> Your task
Copy every entry below exactly as it appears, leaving out the images.

> Materials provided
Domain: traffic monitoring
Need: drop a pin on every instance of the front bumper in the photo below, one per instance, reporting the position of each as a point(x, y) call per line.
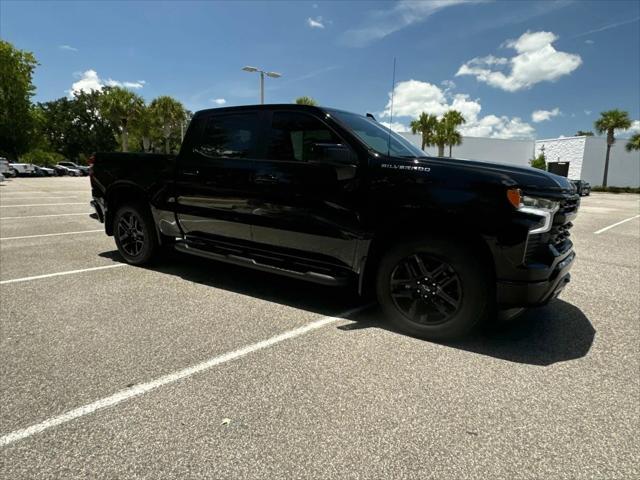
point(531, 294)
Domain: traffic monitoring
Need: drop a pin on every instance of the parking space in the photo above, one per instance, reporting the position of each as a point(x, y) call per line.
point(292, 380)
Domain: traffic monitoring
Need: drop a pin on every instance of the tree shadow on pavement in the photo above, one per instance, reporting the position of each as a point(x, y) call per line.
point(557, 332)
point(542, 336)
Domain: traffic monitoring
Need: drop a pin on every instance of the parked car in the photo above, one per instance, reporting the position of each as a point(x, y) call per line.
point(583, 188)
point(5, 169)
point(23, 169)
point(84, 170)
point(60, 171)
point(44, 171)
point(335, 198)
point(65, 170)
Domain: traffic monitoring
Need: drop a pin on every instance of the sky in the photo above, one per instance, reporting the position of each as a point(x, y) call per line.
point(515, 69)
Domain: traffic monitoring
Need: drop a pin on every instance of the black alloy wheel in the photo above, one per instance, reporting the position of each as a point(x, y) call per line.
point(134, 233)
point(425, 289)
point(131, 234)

> Expected output
Domain: traffic monitoring
Need: drop a pin on every instance of the front bumper in the photo below, one per instance, reporting the position of each as a point(x, y) call per line.
point(531, 294)
Domain: traffic monitoring
Need: drop a pin on every instance of the parking space in the photo above, one per instance, reporting the position of each as a point(x, y) call per line.
point(292, 380)
Domain: traffic monitoring
Need: drop a pin on every instance of the tree shadow on pavement in the photo above, one per instance, reporting the position of each as a point(x, y) call per line.
point(557, 332)
point(542, 336)
Domain: traffic monitoring
Need: drop a pin on every instance of the parked car in the photo above, one per instance, reporting the position of each as a point(x, y) call per line.
point(583, 188)
point(5, 169)
point(23, 169)
point(84, 170)
point(60, 171)
point(44, 171)
point(335, 198)
point(65, 170)
Domain: traffic monitoring
Need: drop a pin on every instance of the sky in the photo above, one per instance, reporting the position of each as a point(x, y) call per line.
point(515, 69)
Domain: traffic monitoring
Need: drop a pin on every instance of the black alloy wheel in the photo above, one per instance, reporting the position of each as a point(x, y) call per line.
point(134, 233)
point(425, 289)
point(131, 234)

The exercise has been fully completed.